#### [Source excerpt]

····················

Canada does not import significant quantities of wheat, in the order of a tenth of a per cent to a half of a per cent of its exports depending on the year chosen for review. Some wheat does move from the US to Canada but in such tiny amounts that it would have to be considered very atypical.

So the answer to the question about "reloading" a model Canadian boxcar with wheat to be sent back to Canada ... well, it's not impossible, but likely to be a pretty rare occurrence in real life.

Doug Rhodes

----- Original Message -----
From: ljack70117@...
To: STMFC@...
Sent: Wednesday, December 20, 2006 1:38 PM
Subject: Re: [STMFC] Practical use for model box cars


I understand that Canada can only grow spring wheat. Because of their
very cold winters. I worked for International Milling Co in Salina
Ks. Most of the wheat grown in the good ol US of A is winter wheat.
If you want a good patent flour you use winter wheat with about 10%
of spring wheat in it. So if Canada is going to grind good flour they
need to import winter wheat.
The difference in the two wheats you may ask is winter wheat is
planted in the fall and the spring wheat is planted in the spring of
the year. Winter wheat is the better of the two
Thank you
Larry Jackman
Boca Raton FL
ljack70117@...

····················

#### [Tasks for this exercise]
[1] Name each field label in the header of the quoted message in the wheat email exchange.
[2] Pick up the wheat email exchange right after its final line and keep writing.
You won't need any of the stored items.

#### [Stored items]

····················

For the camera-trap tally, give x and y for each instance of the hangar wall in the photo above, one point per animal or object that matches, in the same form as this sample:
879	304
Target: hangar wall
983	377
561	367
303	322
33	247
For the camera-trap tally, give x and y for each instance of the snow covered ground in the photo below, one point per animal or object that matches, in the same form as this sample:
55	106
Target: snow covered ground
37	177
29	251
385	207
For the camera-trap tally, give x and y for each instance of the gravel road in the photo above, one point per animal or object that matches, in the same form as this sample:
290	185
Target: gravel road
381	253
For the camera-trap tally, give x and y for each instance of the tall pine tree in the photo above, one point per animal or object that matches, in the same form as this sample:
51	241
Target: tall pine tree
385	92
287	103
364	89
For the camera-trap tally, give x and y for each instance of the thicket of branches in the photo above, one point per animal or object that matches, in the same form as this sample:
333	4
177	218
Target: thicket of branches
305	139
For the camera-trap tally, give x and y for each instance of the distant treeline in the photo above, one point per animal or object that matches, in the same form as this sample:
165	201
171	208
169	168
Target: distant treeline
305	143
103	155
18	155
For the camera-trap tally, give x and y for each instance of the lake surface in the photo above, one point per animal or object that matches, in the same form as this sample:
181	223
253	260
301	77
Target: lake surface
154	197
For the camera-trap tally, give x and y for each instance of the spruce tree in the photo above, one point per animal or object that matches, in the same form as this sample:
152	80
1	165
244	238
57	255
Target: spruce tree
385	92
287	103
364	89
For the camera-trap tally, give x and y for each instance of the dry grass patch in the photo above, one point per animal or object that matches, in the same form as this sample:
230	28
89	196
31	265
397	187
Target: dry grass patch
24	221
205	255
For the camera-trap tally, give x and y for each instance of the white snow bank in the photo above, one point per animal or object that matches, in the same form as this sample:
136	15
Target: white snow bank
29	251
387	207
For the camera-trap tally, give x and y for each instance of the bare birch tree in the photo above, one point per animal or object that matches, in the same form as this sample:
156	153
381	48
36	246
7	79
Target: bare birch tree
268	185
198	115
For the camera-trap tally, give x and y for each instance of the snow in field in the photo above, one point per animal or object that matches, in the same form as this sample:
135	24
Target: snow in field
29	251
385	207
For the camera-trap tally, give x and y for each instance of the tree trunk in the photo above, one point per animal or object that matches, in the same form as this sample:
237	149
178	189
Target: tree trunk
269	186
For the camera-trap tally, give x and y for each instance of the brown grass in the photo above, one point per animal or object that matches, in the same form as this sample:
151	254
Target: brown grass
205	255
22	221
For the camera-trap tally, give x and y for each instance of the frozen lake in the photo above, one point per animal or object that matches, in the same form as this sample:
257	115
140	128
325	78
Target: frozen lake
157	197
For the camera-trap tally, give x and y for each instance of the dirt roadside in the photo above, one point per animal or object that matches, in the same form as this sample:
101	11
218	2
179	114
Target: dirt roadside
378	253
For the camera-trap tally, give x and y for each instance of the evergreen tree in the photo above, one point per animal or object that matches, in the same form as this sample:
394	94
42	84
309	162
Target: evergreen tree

····················

#### [Results in order]
[1] From, To, Sent, Subject

[2]
On Dec 20, 2006, at 4:06 PM, cj riley wrote:

> Clark,
>
> I don't know for a fact, but I would be very surprised if
> the US would be shipping grain to Canada, one of the world's major
> grain
> producers. Canada has been exporting grain for probably a hundred
> years. Anyone
> have the facts on this?
>
> CJ Riley
>
> --- rockroll50401 <cepropst@...> wrote:
>
>> ROAD NAME NUMBER CAR TYPE LOAD TO Manufr
>> CN 475916 Box Paper Incline IM/Sylvan
>> CN 414593 Box Lumber Builders/MC L Westfld
>> CP 236378 Box Lumber Builders/MC L Tichy
>>
>>
>> To put all these recent information to practical use I currently have
>> three Canadian box cars out of a fleet of over 100 box cars. The
>> first model is numbered for an actual car that was on the RR with a
>> load of paper. It is an Intermountain car with a Sylvan flat panel
>> roof and the ends that are similar to those on a PS1, but with
>> vertical strap like protrusions. The second model (Westerfield) 36'
>> SS, I most have picked up at a swap meet because I have no info on
>> that number series, so I gave the car a load of lumber. The last car
>> (Tichy) single sheath is also numbered for a car that was on the RR
>> with the correct load.
>>
>> I have two lumber yards I can spot the cars of lumber at to unload
>> and a ramp to unload the paper. Big question: Then what? Do I reload
>> them with cement, feed, fertilizer, or grain and send them back
>> north? If so, do I weigh them? The cement, feed, fertilizer are all
>> bagged, I know they didn't weigh the bagged cement, how `bout the
>> grain? Probably not. Or, do I send them north empty?
>>
>> Thanks to all who answer,
>> Clark Propst
>> MC IA
>>
>>
>>
>
>
> __________________________________________________
> Do You Yahoo!?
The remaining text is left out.